Given records.

━━━━━━━━━━━━━━━━━━━━━━━━━━━━━━

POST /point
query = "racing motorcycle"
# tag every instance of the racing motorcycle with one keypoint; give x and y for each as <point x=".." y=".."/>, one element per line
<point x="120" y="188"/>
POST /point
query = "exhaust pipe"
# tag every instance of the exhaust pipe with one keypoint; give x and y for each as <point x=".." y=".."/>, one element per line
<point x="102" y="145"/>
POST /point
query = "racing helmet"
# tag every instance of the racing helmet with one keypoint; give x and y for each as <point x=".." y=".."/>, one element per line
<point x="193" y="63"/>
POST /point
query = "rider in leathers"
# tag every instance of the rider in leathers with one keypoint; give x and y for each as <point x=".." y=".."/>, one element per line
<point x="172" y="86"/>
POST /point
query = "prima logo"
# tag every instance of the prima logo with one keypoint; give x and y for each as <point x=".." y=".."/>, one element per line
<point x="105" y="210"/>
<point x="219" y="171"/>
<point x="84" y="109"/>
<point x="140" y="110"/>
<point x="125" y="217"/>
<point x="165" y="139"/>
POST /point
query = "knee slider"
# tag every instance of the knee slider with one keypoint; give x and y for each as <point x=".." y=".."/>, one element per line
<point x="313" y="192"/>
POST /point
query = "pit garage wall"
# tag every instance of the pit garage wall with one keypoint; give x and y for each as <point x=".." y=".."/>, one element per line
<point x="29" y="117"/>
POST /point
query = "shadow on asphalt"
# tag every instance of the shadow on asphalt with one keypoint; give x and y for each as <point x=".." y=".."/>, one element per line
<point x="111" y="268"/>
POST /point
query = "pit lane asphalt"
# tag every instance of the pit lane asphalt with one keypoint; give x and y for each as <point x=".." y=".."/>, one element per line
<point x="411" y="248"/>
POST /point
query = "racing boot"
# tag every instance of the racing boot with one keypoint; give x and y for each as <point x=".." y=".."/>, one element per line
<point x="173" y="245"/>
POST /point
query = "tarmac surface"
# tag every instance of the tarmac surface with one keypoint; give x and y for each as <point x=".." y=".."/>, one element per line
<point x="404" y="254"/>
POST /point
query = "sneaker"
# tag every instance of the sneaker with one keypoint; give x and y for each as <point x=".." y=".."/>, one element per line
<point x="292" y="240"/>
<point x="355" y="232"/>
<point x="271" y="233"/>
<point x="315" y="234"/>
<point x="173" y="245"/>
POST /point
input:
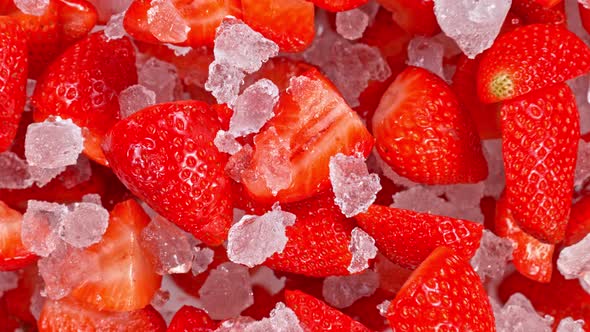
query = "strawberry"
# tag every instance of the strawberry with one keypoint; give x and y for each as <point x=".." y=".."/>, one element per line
<point x="423" y="133"/>
<point x="202" y="17"/>
<point x="13" y="79"/>
<point x="69" y="316"/>
<point x="540" y="134"/>
<point x="83" y="85"/>
<point x="191" y="319"/>
<point x="529" y="58"/>
<point x="289" y="23"/>
<point x="315" y="315"/>
<point x="415" y="17"/>
<point x="443" y="294"/>
<point x="165" y="155"/>
<point x="293" y="150"/>
<point x="126" y="279"/>
<point x="407" y="237"/>
<point x="531" y="257"/>
<point x="13" y="254"/>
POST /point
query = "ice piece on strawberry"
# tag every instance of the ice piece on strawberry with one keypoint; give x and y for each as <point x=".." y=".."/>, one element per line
<point x="354" y="188"/>
<point x="362" y="247"/>
<point x="134" y="98"/>
<point x="255" y="238"/>
<point x="343" y="291"/>
<point x="53" y="144"/>
<point x="492" y="256"/>
<point x="473" y="24"/>
<point x="227" y="291"/>
<point x="166" y="23"/>
<point x="168" y="246"/>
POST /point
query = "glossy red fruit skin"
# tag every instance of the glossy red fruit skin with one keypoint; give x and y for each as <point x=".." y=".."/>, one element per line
<point x="165" y="155"/>
<point x="424" y="134"/>
<point x="530" y="58"/>
<point x="407" y="237"/>
<point x="540" y="134"/>
<point x="444" y="292"/>
<point x="13" y="79"/>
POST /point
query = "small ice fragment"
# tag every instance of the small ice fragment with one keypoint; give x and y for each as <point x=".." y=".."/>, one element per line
<point x="254" y="49"/>
<point x="473" y="24"/>
<point x="169" y="247"/>
<point x="227" y="291"/>
<point x="166" y="23"/>
<point x="255" y="238"/>
<point x="84" y="224"/>
<point x="343" y="291"/>
<point x="32" y="7"/>
<point x="354" y="188"/>
<point x="362" y="247"/>
<point x="574" y="261"/>
<point x="135" y="98"/>
<point x="53" y="144"/>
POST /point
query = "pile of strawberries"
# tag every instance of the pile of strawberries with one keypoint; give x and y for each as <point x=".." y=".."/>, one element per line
<point x="424" y="128"/>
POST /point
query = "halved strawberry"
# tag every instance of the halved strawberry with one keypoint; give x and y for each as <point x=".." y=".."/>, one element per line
<point x="293" y="150"/>
<point x="529" y="58"/>
<point x="126" y="279"/>
<point x="415" y="17"/>
<point x="531" y="257"/>
<point x="540" y="134"/>
<point x="289" y="23"/>
<point x="165" y="155"/>
<point x="13" y="79"/>
<point x="69" y="316"/>
<point x="202" y="17"/>
<point x="443" y="294"/>
<point x="83" y="84"/>
<point x="407" y="237"/>
<point x="423" y="133"/>
<point x="317" y="316"/>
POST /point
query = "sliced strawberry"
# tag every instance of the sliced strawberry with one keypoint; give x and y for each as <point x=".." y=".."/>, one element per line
<point x="317" y="316"/>
<point x="529" y="58"/>
<point x="165" y="155"/>
<point x="289" y="23"/>
<point x="69" y="316"/>
<point x="13" y="79"/>
<point x="407" y="237"/>
<point x="126" y="279"/>
<point x="191" y="319"/>
<point x="415" y="17"/>
<point x="540" y="134"/>
<point x="531" y="257"/>
<point x="423" y="133"/>
<point x="444" y="294"/>
<point x="293" y="150"/>
<point x="83" y="84"/>
<point x="202" y="17"/>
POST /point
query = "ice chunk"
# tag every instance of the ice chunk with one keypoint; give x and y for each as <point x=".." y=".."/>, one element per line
<point x="254" y="49"/>
<point x="426" y="53"/>
<point x="135" y="98"/>
<point x="227" y="291"/>
<point x="169" y="247"/>
<point x="343" y="291"/>
<point x="84" y="224"/>
<point x="362" y="247"/>
<point x="253" y="239"/>
<point x="491" y="257"/>
<point x="473" y="24"/>
<point x="40" y="226"/>
<point x="166" y="23"/>
<point x="53" y="144"/>
<point x="354" y="188"/>
<point x="32" y="7"/>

━━━━━━━━━━━━━━━━━━━━━━━━━━━━━━

Task to carry out.
Repeat the records above exactly, leaving out the pictures.

Result.
POST /point
query = "racing motorcycle"
# tag every instance of the racing motorcycle with one keypoint; give x and y for each as <point x=".." y=".."/>, one element per line
<point x="120" y="188"/>
POST /point
query = "exhaust pipe"
# tag every instance of the exhaust pipe with one keypoint; give x and y for each as <point x=".." y=".."/>, one element per line
<point x="102" y="145"/>
POST /point
query = "racing helmet"
# tag every instance of the racing helmet with one keypoint; give x and y for each as <point x=".." y=".."/>, one element per line
<point x="193" y="63"/>
POST /point
query = "rider in leathers"
# tag every instance of the rider in leathers with one keypoint; give x and y for each as <point x=".." y=".."/>, one element per line
<point x="172" y="86"/>
POST /point
query = "prima logo"
# tag every instance of the prima logo with one keypoint; give x and y for each as <point x=".." y=".."/>, one element per line
<point x="105" y="210"/>
<point x="219" y="171"/>
<point x="84" y="109"/>
<point x="140" y="110"/>
<point x="125" y="217"/>
<point x="165" y="139"/>
POST /point
query = "knee slider"
# tag every instance of the knee slider with one keypoint; give x and y for each as <point x=".." y=".."/>, one element per line
<point x="313" y="192"/>
POST /point
query = "pit garage wall"
# tag every instance of the pit garage wall with one keypoint; give x and y for each as <point x=".." y=".."/>, one element per line
<point x="29" y="117"/>
POST /point
query = "shadow on asphalt"
# tag every instance of the shadow on asphalt with one keypoint; give x and y for each as <point x=".." y=".."/>, one element per line
<point x="111" y="268"/>
POST /point
query = "pit lane asphalt"
# tag every instance of the pit lane asphalt with one keypoint; give x and y for each as <point x=".." y=".."/>, one element per line
<point x="411" y="248"/>
POST /point
query = "racing boot"
# tag every instance of the racing boot with one keypoint; give x and y for each as <point x=".." y=".."/>, one element per line
<point x="173" y="245"/>
POST /point
query = "tarmac surface"
# tag every instance of the tarmac surface with one keypoint; give x and y for each as <point x=".." y=".."/>, one element per line
<point x="404" y="254"/>
POST /point
query = "sneaker"
# tag every instance of the sneaker with one keypoint; give x and y for each as <point x=".." y=".."/>, one element per line
<point x="292" y="240"/>
<point x="355" y="232"/>
<point x="271" y="233"/>
<point x="315" y="234"/>
<point x="173" y="245"/>
POST /point
input:
query = "strawberry"
# tag every instance of the strawberry with one keypoint; give x and y for each as <point x=".." y=".."/>, one element per line
<point x="423" y="133"/>
<point x="202" y="17"/>
<point x="13" y="79"/>
<point x="69" y="316"/>
<point x="540" y="134"/>
<point x="83" y="85"/>
<point x="191" y="319"/>
<point x="529" y="58"/>
<point x="289" y="23"/>
<point x="315" y="315"/>
<point x="415" y="17"/>
<point x="443" y="294"/>
<point x="165" y="155"/>
<point x="293" y="150"/>
<point x="126" y="279"/>
<point x="407" y="237"/>
<point x="531" y="257"/>
<point x="13" y="254"/>
POST /point
query = "ice piece on strawberry"
# tag every instance of the ice piece on strawberry with one keypoint; give x and y for each as <point x=".." y=".."/>, one element per line
<point x="354" y="188"/>
<point x="362" y="247"/>
<point x="134" y="98"/>
<point x="255" y="238"/>
<point x="343" y="291"/>
<point x="53" y="144"/>
<point x="492" y="256"/>
<point x="473" y="24"/>
<point x="227" y="291"/>
<point x="166" y="23"/>
<point x="168" y="246"/>
POST /point
query = "glossy red fruit skin"
# tag every instance of the glossy red fruit skin with one keypoint; give x and y for each as <point x=".." y=".."/>, one element per line
<point x="165" y="155"/>
<point x="424" y="134"/>
<point x="530" y="58"/>
<point x="407" y="237"/>
<point x="540" y="134"/>
<point x="444" y="292"/>
<point x="13" y="79"/>
POST /point
query = "small ice fragment"
# tag every instance of the small ice fragment with one keypoint; give x and y for each as <point x=".." y=".."/>, one element per line
<point x="254" y="49"/>
<point x="473" y="24"/>
<point x="169" y="247"/>
<point x="227" y="291"/>
<point x="166" y="23"/>
<point x="255" y="238"/>
<point x="84" y="224"/>
<point x="343" y="291"/>
<point x="32" y="7"/>
<point x="354" y="188"/>
<point x="362" y="247"/>
<point x="574" y="261"/>
<point x="135" y="98"/>
<point x="53" y="144"/>
POST /point
query = "pile of strawberries"
# tag every instance of the pile of strawberries with one keypoint; give x and y for each as <point x=".." y=".."/>, one element per line
<point x="424" y="128"/>
POST /point
query = "halved strawberry"
# tag every instance of the halved strawberry with one keypoint; give x and y for each as <point x=".." y=".."/>, one element per line
<point x="293" y="150"/>
<point x="529" y="58"/>
<point x="126" y="279"/>
<point x="415" y="17"/>
<point x="531" y="257"/>
<point x="540" y="134"/>
<point x="289" y="23"/>
<point x="165" y="155"/>
<point x="13" y="79"/>
<point x="69" y="316"/>
<point x="202" y="17"/>
<point x="443" y="294"/>
<point x="83" y="84"/>
<point x="407" y="237"/>
<point x="423" y="133"/>
<point x="317" y="316"/>
POST /point
query = "sliced strawberry"
# tag every instance of the sliced strawberry with one keypoint; give x and y for each as <point x=".." y=".."/>, one element per line
<point x="317" y="316"/>
<point x="529" y="58"/>
<point x="165" y="155"/>
<point x="289" y="23"/>
<point x="69" y="316"/>
<point x="13" y="79"/>
<point x="407" y="237"/>
<point x="126" y="279"/>
<point x="191" y="319"/>
<point x="415" y="17"/>
<point x="540" y="134"/>
<point x="531" y="257"/>
<point x="423" y="133"/>
<point x="444" y="294"/>
<point x="293" y="150"/>
<point x="83" y="84"/>
<point x="202" y="17"/>
POST /point
query = "ice chunk"
# tag every instance of the ice chunk with one keypoint; give x and y for each as <point x=".." y=".."/>, one element per line
<point x="254" y="49"/>
<point x="426" y="53"/>
<point x="135" y="98"/>
<point x="227" y="291"/>
<point x="169" y="247"/>
<point x="343" y="291"/>
<point x="84" y="224"/>
<point x="362" y="247"/>
<point x="253" y="239"/>
<point x="491" y="257"/>
<point x="473" y="24"/>
<point x="40" y="226"/>
<point x="166" y="23"/>
<point x="53" y="144"/>
<point x="354" y="188"/>
<point x="32" y="7"/>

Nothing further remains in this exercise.